PROBLEM TO WORK ON
Rewrite the lines below, changing each "even-odd" to "nonzero" and leaving everything else as it is. Don't include the pictures.

INPUT
▬▬▬

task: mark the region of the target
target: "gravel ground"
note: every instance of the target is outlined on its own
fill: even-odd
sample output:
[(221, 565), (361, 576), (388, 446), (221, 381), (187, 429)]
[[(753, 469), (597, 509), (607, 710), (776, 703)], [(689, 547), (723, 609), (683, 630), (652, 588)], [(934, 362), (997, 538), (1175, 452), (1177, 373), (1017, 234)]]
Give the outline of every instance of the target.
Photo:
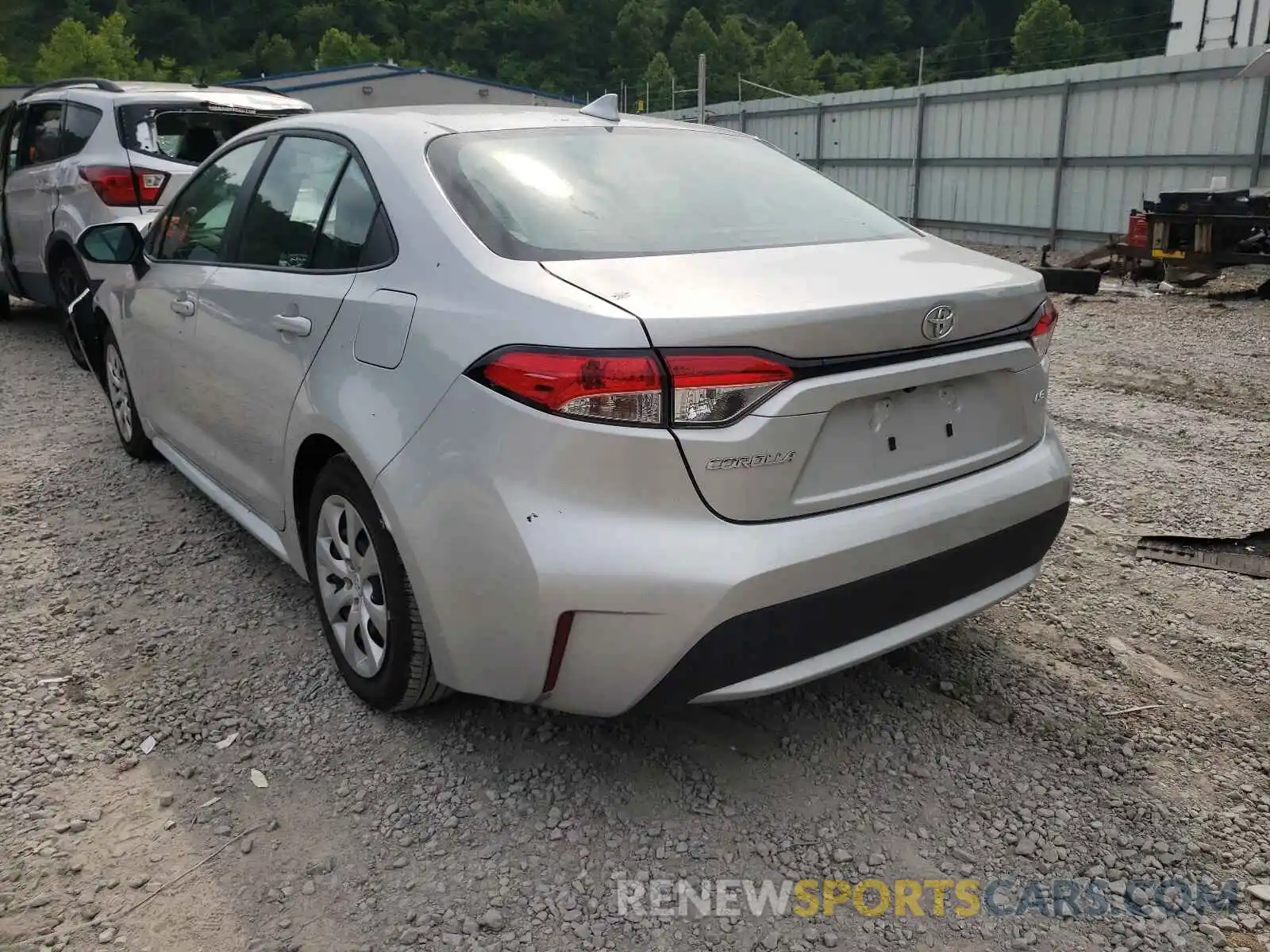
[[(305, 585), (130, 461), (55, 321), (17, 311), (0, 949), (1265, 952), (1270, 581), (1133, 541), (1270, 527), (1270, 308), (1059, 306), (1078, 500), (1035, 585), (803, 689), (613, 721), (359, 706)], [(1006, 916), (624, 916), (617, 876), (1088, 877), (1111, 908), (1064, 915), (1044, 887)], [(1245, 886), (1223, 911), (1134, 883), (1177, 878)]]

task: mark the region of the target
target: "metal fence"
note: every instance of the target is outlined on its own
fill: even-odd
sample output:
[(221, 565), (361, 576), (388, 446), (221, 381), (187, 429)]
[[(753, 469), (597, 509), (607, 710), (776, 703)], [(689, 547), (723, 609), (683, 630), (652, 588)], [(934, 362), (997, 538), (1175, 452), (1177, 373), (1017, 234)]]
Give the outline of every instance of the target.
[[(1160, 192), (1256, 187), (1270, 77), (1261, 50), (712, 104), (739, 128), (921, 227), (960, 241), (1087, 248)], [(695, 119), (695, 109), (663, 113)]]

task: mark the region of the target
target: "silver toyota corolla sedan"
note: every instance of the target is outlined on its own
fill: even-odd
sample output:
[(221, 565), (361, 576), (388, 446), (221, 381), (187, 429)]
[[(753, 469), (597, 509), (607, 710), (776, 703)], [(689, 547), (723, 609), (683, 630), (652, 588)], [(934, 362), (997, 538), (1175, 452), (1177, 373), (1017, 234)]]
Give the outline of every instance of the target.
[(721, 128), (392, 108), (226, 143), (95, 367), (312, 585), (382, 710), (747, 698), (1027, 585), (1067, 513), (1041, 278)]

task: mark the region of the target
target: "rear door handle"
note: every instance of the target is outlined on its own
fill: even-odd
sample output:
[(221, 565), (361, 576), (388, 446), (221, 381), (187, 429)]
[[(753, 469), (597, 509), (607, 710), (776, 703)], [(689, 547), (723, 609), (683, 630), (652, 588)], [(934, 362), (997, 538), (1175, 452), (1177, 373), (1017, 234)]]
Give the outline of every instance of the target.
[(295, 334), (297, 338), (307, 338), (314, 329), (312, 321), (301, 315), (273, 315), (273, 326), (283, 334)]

▬▬▬

THE OUTPUT
task: mark the region of the target
target: "gravel ground"
note: every instance of the target is outlined on its own
fill: nonzero
sample output:
[(221, 565), (361, 576), (388, 446), (221, 381), (187, 429)]
[[(753, 469), (597, 509), (607, 710), (776, 703)], [(689, 547), (723, 609), (683, 630), (652, 588)], [(934, 362), (997, 538), (1175, 452), (1177, 373), (1017, 234)]]
Give the outline of every instance of the target.
Photo:
[[(305, 585), (130, 461), (55, 321), (17, 311), (0, 949), (1265, 952), (1270, 581), (1133, 541), (1270, 527), (1270, 308), (1059, 306), (1078, 500), (1035, 585), (803, 689), (613, 721), (359, 706)], [(1006, 916), (624, 916), (617, 876), (1088, 877), (1111, 908), (1064, 915), (1044, 887)], [(1245, 886), (1223, 911), (1134, 883), (1177, 878)]]

task: mark the region of the target
target: "metal fence"
note: every instance of the target is outlined on its own
fill: nonzero
sample output:
[(221, 565), (361, 576), (388, 446), (221, 381), (187, 429)]
[[(753, 469), (597, 509), (607, 710), (776, 703)], [(689, 547), (723, 609), (683, 630), (652, 588)], [(934, 362), (997, 538), (1175, 452), (1177, 373), (1017, 234)]]
Give the outline of every instance of the target.
[[(1160, 192), (1256, 187), (1270, 77), (1261, 50), (712, 104), (739, 128), (921, 227), (960, 241), (1087, 248)], [(695, 119), (695, 109), (663, 113)]]

task: mark the region of the target
target: "silver toyota corolla sedan"
note: every instance of the target is outlined on its own
fill: nonzero
sample output:
[(221, 565), (361, 576), (388, 446), (221, 381), (187, 429)]
[[(753, 469), (597, 509), (607, 710), (776, 703)], [(689, 547), (723, 609), (683, 630), (652, 588)], [(934, 362), (997, 538), (1175, 452), (1177, 373), (1017, 234)]]
Give the outline of every instance of the target.
[(721, 128), (392, 108), (226, 143), (95, 367), (312, 585), (382, 710), (747, 698), (1027, 585), (1067, 513), (1041, 278)]

task: mark the region of the target
target: "rear door handle"
note: every instance of the target is outlined on its own
fill: nonzero
sample output:
[(221, 565), (361, 576), (388, 446), (221, 381), (187, 429)]
[[(753, 469), (597, 509), (607, 710), (776, 703)], [(689, 547), (723, 609), (683, 630), (652, 588)], [(934, 362), (997, 538), (1175, 452), (1177, 373), (1017, 234)]]
Give the outline of every instance of the target.
[(295, 334), (297, 338), (307, 338), (314, 329), (312, 321), (301, 315), (273, 315), (273, 326), (283, 334)]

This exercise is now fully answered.